┌──

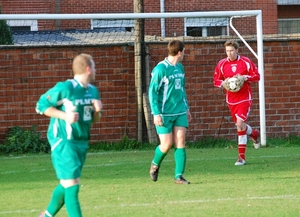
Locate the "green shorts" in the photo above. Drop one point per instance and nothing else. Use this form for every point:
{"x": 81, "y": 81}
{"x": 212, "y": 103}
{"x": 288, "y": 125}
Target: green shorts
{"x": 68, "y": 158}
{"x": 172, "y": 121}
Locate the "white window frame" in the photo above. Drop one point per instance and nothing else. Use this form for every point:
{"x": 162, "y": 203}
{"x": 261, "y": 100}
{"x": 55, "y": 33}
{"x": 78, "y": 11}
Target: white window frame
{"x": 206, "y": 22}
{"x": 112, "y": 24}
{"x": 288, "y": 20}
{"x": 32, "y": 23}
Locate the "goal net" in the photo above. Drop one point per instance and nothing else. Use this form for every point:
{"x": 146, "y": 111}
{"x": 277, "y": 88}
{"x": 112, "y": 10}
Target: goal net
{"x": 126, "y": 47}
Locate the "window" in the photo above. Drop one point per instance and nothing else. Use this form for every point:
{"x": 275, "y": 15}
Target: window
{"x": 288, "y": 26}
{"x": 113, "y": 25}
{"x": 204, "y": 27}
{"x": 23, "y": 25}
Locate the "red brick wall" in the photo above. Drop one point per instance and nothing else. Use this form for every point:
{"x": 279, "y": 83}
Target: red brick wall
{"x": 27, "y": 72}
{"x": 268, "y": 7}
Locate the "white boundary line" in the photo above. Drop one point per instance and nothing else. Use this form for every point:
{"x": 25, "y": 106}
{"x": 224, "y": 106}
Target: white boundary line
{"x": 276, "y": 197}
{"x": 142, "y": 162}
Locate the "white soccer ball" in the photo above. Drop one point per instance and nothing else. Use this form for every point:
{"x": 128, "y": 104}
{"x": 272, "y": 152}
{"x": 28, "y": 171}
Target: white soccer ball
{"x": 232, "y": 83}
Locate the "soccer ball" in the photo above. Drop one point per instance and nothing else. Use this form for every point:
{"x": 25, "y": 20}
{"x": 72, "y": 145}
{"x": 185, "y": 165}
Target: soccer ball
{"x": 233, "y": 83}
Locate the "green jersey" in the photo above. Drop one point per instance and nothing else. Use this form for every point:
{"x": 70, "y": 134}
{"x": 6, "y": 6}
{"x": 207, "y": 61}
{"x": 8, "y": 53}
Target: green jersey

└──

**Stated task**:
Turn every one of the lines above into a Markdown table with two columns, Row and Line, and number the rows while dropping any blank lines. Omit the pictures.

**Task solution**:
| Row | Line |
|---|---|
| 1 | Locate the "green shorts" in the photo above. Drop one point per instance and nothing else. Use this form for every point: |
| 2 | {"x": 81, "y": 81} |
| 3 | {"x": 212, "y": 103} |
| 4 | {"x": 288, "y": 125} |
| 5 | Target: green shorts |
| 6 | {"x": 68, "y": 158} |
| 7 | {"x": 172, "y": 121} |
| 8 | Locate the "white window frame" in the photo above. Drop one point per instance and nothing else. Use this form for every point: |
| 9 | {"x": 162, "y": 203} |
| 10 | {"x": 261, "y": 100} |
| 11 | {"x": 55, "y": 33} |
| 12 | {"x": 78, "y": 11} |
| 13 | Target: white window frame |
| 14 | {"x": 206, "y": 22} |
| 15 | {"x": 112, "y": 24} |
| 16 | {"x": 288, "y": 20} |
| 17 | {"x": 32, "y": 23} |
| 18 | Locate the "goal net" in the photo above. Drop one point per instance and nothing else. Use this form for every point: |
| 19 | {"x": 146, "y": 111} |
| 20 | {"x": 277, "y": 88} |
| 21 | {"x": 112, "y": 10} |
| 22 | Target: goal net |
| 23 | {"x": 126, "y": 47} |
| 24 | Locate the "window" in the photo above. Drop one point per instance and nothing else. Use this form for every point: |
| 25 | {"x": 275, "y": 15} |
| 26 | Target: window |
| 27 | {"x": 288, "y": 26} |
| 28 | {"x": 113, "y": 25} |
| 29 | {"x": 204, "y": 27} |
| 30 | {"x": 23, "y": 25} |
| 31 | Locate the "red brick wall" in the photo above. Drop one point per instance and nothing else. Use this form for every point: |
| 32 | {"x": 279, "y": 83} |
| 33 | Target: red brick wall |
| 34 | {"x": 27, "y": 72} |
| 35 | {"x": 268, "y": 7} |
| 36 | Locate the "white boundary line" in the photo above. Drop one point per instance and nothing else. Use this form for every point: |
| 37 | {"x": 25, "y": 106} |
| 38 | {"x": 224, "y": 106} |
| 39 | Target: white boundary line |
| 40 | {"x": 276, "y": 197} |
| 41 | {"x": 142, "y": 162} |
| 42 | Locate the "white soccer ball" in the photo above. Drop one point per instance and nothing else. Use this form for every point: |
| 43 | {"x": 128, "y": 104} |
| 44 | {"x": 272, "y": 152} |
| 45 | {"x": 28, "y": 171} |
| 46 | Target: white soccer ball |
| 47 | {"x": 232, "y": 83} |
| 48 | Locate the "soccer ball" in the photo above. Drop one point per instance and nothing else. Use this form for every point: |
| 49 | {"x": 25, "y": 20} |
| 50 | {"x": 72, "y": 145} |
| 51 | {"x": 185, "y": 165} |
| 52 | Target: soccer ball |
| 53 | {"x": 233, "y": 83} |
| 54 | Locate the "green jersey" in the photo above. Drop one point per instance and nothing else. Use this form for every point: |
| 55 | {"x": 70, "y": 134} |
| 56 | {"x": 6, "y": 6} |
| 57 | {"x": 207, "y": 61} |
| 58 | {"x": 8, "y": 53} |
| 59 | Target: green jersey |